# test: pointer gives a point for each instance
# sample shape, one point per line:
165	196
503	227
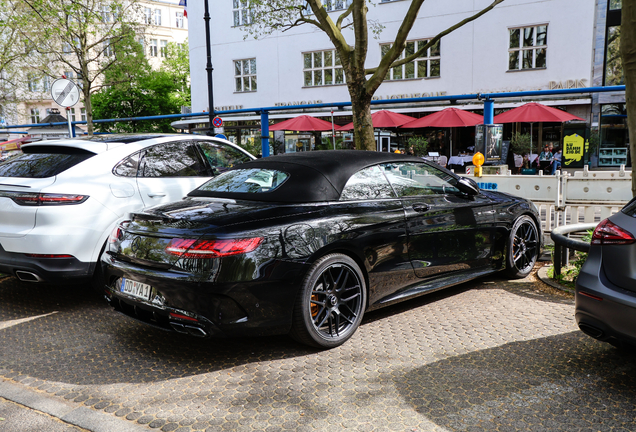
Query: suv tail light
42	199
607	233
190	248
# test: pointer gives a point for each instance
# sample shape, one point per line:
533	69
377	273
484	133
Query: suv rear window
45	164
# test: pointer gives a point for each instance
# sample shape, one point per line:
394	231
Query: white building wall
474	58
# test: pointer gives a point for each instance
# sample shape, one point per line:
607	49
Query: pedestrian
556	160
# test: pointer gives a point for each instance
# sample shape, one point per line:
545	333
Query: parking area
487	355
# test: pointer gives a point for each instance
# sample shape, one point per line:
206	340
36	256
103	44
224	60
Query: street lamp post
208	67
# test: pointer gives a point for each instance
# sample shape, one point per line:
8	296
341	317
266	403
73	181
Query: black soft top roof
313	176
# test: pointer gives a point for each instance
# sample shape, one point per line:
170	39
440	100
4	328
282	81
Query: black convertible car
305	243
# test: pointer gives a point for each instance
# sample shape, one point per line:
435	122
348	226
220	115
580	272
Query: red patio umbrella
302	123
384	119
535	112
449	117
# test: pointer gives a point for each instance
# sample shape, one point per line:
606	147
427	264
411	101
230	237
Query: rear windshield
254	180
41	165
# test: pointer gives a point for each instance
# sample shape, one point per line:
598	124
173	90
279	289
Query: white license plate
136	289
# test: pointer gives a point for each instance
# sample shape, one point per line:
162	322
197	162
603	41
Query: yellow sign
573	148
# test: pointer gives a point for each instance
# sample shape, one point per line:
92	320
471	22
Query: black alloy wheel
523	248
331	302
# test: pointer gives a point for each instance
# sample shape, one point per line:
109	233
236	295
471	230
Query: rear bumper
51	270
603	310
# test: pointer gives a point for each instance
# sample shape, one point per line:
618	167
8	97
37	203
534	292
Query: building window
425	66
147	16
322	68
179	21
528	46
163	48
245	75
153	47
242	14
35	115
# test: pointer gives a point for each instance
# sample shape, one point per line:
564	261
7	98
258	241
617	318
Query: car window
413	179
129	166
368	183
41	165
222	156
174	159
253	180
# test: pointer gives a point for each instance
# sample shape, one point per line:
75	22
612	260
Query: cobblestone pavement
491	355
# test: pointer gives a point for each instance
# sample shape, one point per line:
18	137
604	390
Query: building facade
519	45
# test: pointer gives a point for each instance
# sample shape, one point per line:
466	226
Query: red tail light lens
190	248
40	199
607	233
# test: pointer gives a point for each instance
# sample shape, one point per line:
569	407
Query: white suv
60	199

━━━━━━━━━━

• [GOAL]: Exactly reproduce each record, leaving out any pictures.

• [TASK ANSWER]:
# test: pointer gives a point for each instance
# sample shape, one point per line:
165	196
503	227
Query: suv tail light
42	199
607	233
190	248
# test: pointer gives a point for each instance
# sample shape, one point per line:
533	69
377	273
484	133
Query: suv rear window
45	164
# test: pointer gives a point for each instance
# sample shape, one point per line:
394	231
Query: white building wall
474	58
# test: pointer gives a point for each instance
# sample shape, one point per line:
607	49
Query: pedestrian
556	160
# test: pointer gives a point for each instance
# sample shape, one point per line:
545	333
Query: parking area
487	355
# test: pointer gives a point for each instance
# sample shape, one point per line:
206	340
36	256
103	44
224	60
Query: street lamp post
208	67
# test: pointer gives a point for each instance
# sample shape, one point per line:
8	296
341	317
266	403
73	181
Query: black soft top roof
313	176
# test: pointer gives a point for each instance
# sample shape, one point per line:
170	39
440	100
4	328
282	81
Query: black convertible car
305	243
# test: pointer gives a point for each instance
# sample shape, one point per line:
435	122
348	226
220	115
580	272
Query: red patio umbrella
302	123
384	119
535	112
449	117
# test: pointer gives a point for each instance
# sample shape, one point per line:
606	147
427	264
411	101
230	237
Query: rear windshield
254	180
41	165
# test: pointer gives a point for each instance
# sample shape, one point per line:
598	124
173	90
279	289
Query: white license plate
136	289
# test: pointer gives a point for each instance
# sample shape, one point per line:
162	322
197	162
603	41
Query: yellow sign
573	148
# test: pointer gives a point for each instance
# sample shape, one point per line:
92	320
471	22
Query: black alloy wheel
523	248
331	302
# test: pointer gives a point for each instance
# sample shape, one point per line:
109	233
236	295
471	230
Query: rear bumper
51	270
603	310
# test: pointer gives a point for each instance
# sample shape, one point per line:
618	167
8	97
37	203
534	292
Query: building window
425	66
147	16
322	68
179	21
528	46
163	48
245	75
153	47
242	14
35	115
# test: pointer gives a point for each instance
# sample shape, one point per line:
564	261
7	98
258	241
617	318
Query: car window
413	179
129	166
368	183
41	165
222	156
174	159
253	180
# test: pointer gives a point for each instance
# sample shape, one point per line:
75	22
612	260
Query: cobblestone pavement
491	355
# test: pointer gives a point for each instance
# sample shape, one point per line:
18	137
604	390
Query: building facade
519	45
# test: pointer gives a point for each instance
# sample shape, one point per line:
466	226
Query: red tail light lens
190	248
40	199
607	233
# test: pointer gives a point for each instance
# sample shape, one point per line:
569	407
Query: white suv
60	199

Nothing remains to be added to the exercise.